Task description ::
Tally the lines of the data below that contain the string "shirt". Reply with the count alone.

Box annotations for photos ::
====================
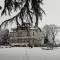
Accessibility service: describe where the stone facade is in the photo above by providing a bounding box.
[9,28,44,45]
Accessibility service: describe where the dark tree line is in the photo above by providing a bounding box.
[0,0,45,28]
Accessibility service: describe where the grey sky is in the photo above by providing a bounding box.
[0,0,60,27]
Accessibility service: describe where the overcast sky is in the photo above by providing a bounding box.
[0,0,60,27]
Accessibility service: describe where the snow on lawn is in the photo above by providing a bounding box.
[0,47,60,60]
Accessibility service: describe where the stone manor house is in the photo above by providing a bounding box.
[9,23,44,46]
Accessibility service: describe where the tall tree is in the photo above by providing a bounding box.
[1,0,45,27]
[43,24,60,45]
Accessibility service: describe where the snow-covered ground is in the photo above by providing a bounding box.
[0,47,60,60]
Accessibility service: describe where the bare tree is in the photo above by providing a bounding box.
[43,24,59,45]
[0,0,45,28]
[0,29,9,45]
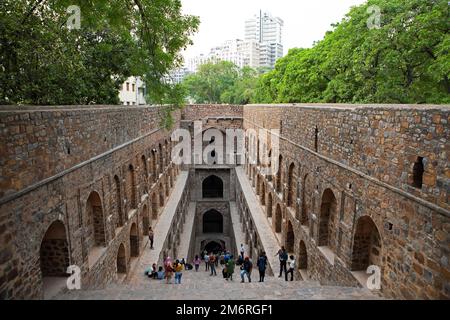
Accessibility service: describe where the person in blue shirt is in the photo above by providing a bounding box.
[157,267,165,280]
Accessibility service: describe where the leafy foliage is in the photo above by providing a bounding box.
[182,61,258,104]
[0,0,199,105]
[255,0,450,103]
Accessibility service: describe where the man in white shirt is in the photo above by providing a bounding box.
[241,243,245,260]
[285,255,295,281]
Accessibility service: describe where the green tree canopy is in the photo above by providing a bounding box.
[255,0,450,103]
[0,0,199,105]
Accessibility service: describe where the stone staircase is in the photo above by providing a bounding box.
[56,265,380,300]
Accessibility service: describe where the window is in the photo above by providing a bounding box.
[413,157,424,189]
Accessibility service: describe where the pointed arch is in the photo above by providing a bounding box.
[318,189,337,250]
[86,191,106,248]
[351,216,382,271]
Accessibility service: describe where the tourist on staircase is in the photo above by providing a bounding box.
[256,251,267,282]
[156,267,166,280]
[241,257,253,283]
[194,255,202,272]
[285,255,295,281]
[275,247,288,278]
[174,260,183,284]
[203,254,209,271]
[164,257,174,284]
[148,227,154,249]
[209,252,217,276]
[226,255,235,281]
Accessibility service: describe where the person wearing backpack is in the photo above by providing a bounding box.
[174,260,183,284]
[226,255,235,281]
[164,257,174,284]
[209,253,217,276]
[256,251,267,282]
[285,255,295,281]
[194,255,202,272]
[203,254,209,271]
[275,247,288,278]
[241,257,253,283]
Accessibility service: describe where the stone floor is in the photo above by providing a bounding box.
[56,258,380,300]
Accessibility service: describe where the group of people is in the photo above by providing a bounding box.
[145,244,295,284]
[145,257,192,284]
[275,247,295,281]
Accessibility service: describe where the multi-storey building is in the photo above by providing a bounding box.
[119,77,146,105]
[245,11,284,68]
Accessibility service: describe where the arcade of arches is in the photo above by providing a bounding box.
[0,105,450,299]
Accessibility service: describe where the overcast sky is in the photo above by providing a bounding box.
[181,0,365,58]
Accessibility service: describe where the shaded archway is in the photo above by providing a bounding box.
[266,193,273,218]
[275,203,283,233]
[114,175,125,227]
[39,220,69,277]
[285,221,295,253]
[318,189,337,250]
[158,143,164,173]
[165,177,170,197]
[203,209,223,233]
[202,175,223,198]
[259,182,266,206]
[298,240,308,269]
[351,216,382,271]
[204,241,224,254]
[86,191,106,247]
[300,174,313,225]
[127,164,137,209]
[287,163,297,207]
[276,154,283,192]
[151,149,158,182]
[141,155,148,182]
[130,223,139,258]
[142,204,150,236]
[152,192,158,219]
[116,243,127,273]
[159,182,164,207]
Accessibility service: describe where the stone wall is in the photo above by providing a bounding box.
[244,105,450,299]
[181,104,244,120]
[0,106,179,299]
[0,105,450,299]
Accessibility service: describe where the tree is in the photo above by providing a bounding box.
[183,61,239,103]
[0,0,199,105]
[255,0,450,103]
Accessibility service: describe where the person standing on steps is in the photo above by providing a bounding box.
[164,257,174,284]
[285,255,295,281]
[209,252,217,276]
[241,257,253,283]
[148,227,154,250]
[226,255,235,281]
[175,260,183,284]
[256,251,267,282]
[203,254,209,271]
[275,247,288,278]
[194,255,202,272]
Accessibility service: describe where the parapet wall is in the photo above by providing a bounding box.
[0,106,180,199]
[244,104,450,210]
[244,105,450,299]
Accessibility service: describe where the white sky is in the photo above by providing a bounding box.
[181,0,365,58]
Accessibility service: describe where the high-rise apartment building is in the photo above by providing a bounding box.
[245,11,284,68]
====================
Task output ::
2